- **Text**
<<<<

Monday 28 February 2011

Mandateless Cameron's election amnesia

The theme of the next election will cause problems for all politicians of all parties.

It will be the "why should anybody believe a word you say" election.

Jeremy Paxman et al will have a field day, so astonishingly cavalier have both David Cameron and Nick Clegg in neglecting the need to even attempt to reconcile what they said before the election with what they did afterwards. This goes far beyond the compromises of an hung Parliament and the coalition which resulted from it, since the parties concerned have not given unequivocal public commitments much if any weight in subsequent negotiations with others. As John Harris points out in his Guardian column today, this means that "the merchants of anti-politics have conclusive proof that some politicians will say anything to get elected".


Around the time of last year's comprehensive spending review, some highlighted a "democratic deficit" between what was being proposed and what the Tories and Lib Dems had put before the public. The Fabian Society's Sunder Katwala accused David Cameron of "amnesia about what he did and did not ask for a mandate for". As Katwala pointed out, the central deceit was embodied in a reading of the election in Cameron's 2010 conference speech: "The result may not have been clear-cut when it came to the political parties. But it was clear enough when it came to political ideas." It takes Etonian chutzpah to spin a line as disingenuous as that.


The comment quoted was sparked by David Cameron having clearly quite forgotten what he told the country on the weekend before the election - that he would not allow any frontline cuts while reducing the deficit.

At the level of ideas, the election was contested between two parties (who won a majority of the votes) accepted the need for deficit reduction but warned about spending cuts being too deep and too fast, and one which was prepared to make £6 billion of cuts in year one but wanted the voters to be clear that the structural deficit could be entirely eliminated in one Parliament without cutting any services which the public value.


"What I can tell you is any cabinet minister, if I win the election, who comes to me and says: 'Here are my plans' and they involve frontline reductions, they'll be sent straight back to their department to go away and think again. After 13 years of Labour, there is a lot of wasteful spending, a lot of money that doesn't reach the frontline."


I can never quite decide whether it would be more damning if he had believed this at the time he had said it or (as is much more likely to be the case), he knew it would not be true when he appealed for votes on that basis.

It would be quite unfair to Nick Clegg should the electorate regard David Cameron as more likely to keep a promise

The uncertain election outcome reflected the fact that key groups of voters rather rationally didn't trust this claim, but the Conservatives were fortunate that the Liberal Democrats then decided not to negotiate at all on the deficit, and probably not because they believed Cameron's solemn pledge.

This government may believe it is necessary to break this and other pledges - such as that not to have any major reorganisation of the NHS. What they can not claim is any democratic mandate at all for these enormous political gambles.

3 comments:

Ian & Nina Graham said...

This is all well said, Sunder. But it's been clear for a long time cf

http://pantteg.blogspot.com/2010/07/apprentice-tirez-les-doigts.html

Ian Graham

Neil McNaughton said...

>>>>

Saved records:
<<<<

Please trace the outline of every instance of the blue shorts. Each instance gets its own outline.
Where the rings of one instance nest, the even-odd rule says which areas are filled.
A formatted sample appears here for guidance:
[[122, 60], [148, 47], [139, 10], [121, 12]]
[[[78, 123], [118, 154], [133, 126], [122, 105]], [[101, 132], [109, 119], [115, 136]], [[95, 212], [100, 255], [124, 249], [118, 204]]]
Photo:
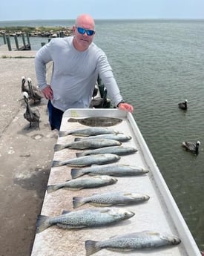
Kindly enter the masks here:
[[49, 100], [47, 103], [47, 108], [49, 113], [49, 122], [51, 129], [57, 129], [59, 131], [62, 115], [64, 114], [60, 109], [56, 108]]

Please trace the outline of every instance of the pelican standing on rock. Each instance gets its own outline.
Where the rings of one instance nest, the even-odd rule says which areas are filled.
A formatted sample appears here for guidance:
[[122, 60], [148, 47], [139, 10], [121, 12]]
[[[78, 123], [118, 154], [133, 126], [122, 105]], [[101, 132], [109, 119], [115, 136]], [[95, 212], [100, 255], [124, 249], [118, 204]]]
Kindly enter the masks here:
[[200, 142], [197, 140], [196, 143], [183, 142], [182, 146], [185, 148], [186, 151], [191, 151], [195, 154], [197, 156], [199, 154], [199, 147], [200, 145]]
[[185, 99], [184, 102], [181, 102], [178, 104], [178, 106], [180, 109], [183, 109], [184, 111], [187, 110], [187, 102], [188, 100]]
[[38, 128], [39, 128], [39, 111], [37, 108], [36, 108], [35, 110], [31, 109], [28, 102], [28, 93], [26, 91], [23, 93], [23, 96], [26, 104], [26, 111], [24, 114], [24, 118], [30, 122], [29, 128], [31, 127], [32, 122], [37, 122]]
[[27, 78], [27, 83], [29, 87], [30, 97], [30, 99], [33, 99], [34, 103], [36, 104], [36, 101], [41, 101], [41, 99], [42, 98], [42, 94], [37, 87], [33, 86], [32, 80], [30, 77]]

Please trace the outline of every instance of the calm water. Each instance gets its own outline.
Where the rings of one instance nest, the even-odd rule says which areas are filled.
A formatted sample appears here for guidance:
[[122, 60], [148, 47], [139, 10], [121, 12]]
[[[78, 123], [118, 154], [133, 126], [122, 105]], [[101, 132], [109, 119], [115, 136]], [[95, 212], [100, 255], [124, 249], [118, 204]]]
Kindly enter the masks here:
[[[72, 26], [73, 21], [0, 22]], [[125, 101], [198, 246], [204, 250], [204, 20], [96, 21], [95, 42], [107, 53]], [[1, 40], [1, 39], [0, 39]], [[30, 39], [38, 50], [47, 39]], [[1, 42], [0, 41], [0, 44]], [[183, 112], [178, 102], [188, 99]], [[201, 142], [198, 157], [184, 140]]]

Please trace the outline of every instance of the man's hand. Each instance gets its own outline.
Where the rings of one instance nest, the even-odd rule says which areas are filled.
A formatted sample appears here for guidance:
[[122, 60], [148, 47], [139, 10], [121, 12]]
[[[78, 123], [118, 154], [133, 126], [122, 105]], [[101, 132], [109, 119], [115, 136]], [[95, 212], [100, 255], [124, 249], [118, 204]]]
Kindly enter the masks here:
[[119, 103], [118, 108], [131, 113], [133, 113], [134, 111], [134, 107], [128, 103]]
[[45, 97], [47, 99], [53, 99], [53, 92], [50, 87], [50, 85], [47, 85], [45, 89], [43, 89], [42, 93]]

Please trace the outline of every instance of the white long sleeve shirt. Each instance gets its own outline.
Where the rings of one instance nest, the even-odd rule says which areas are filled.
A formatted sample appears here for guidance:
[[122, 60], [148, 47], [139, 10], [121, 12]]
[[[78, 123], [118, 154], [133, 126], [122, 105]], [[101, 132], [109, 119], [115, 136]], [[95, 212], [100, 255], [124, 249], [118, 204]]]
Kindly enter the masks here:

>>>>

- **Stated problem**
Copy the post on Cameron's election promises, starting at "The uncertain election" and ending at "enormous political gambles.", and swap "Liberal Democrats" for "Lib Dems". Rely solely on the text.

- **Answer for this exercise**
The uncertain election outcome reflected the fact that key groups of voters rather rationally didn't trust this claim, but the Conservatives were fortunate that the Lib Dems then decided not to negotiate at all on the deficit, and probably not because they believed Cameron's solemn pledge.

This government may believe it is necessary to break this and other pledges - such as that not to have any major reorganisation of the NHS. What they can not claim is any democratic mandate at all for these enormous political gambles.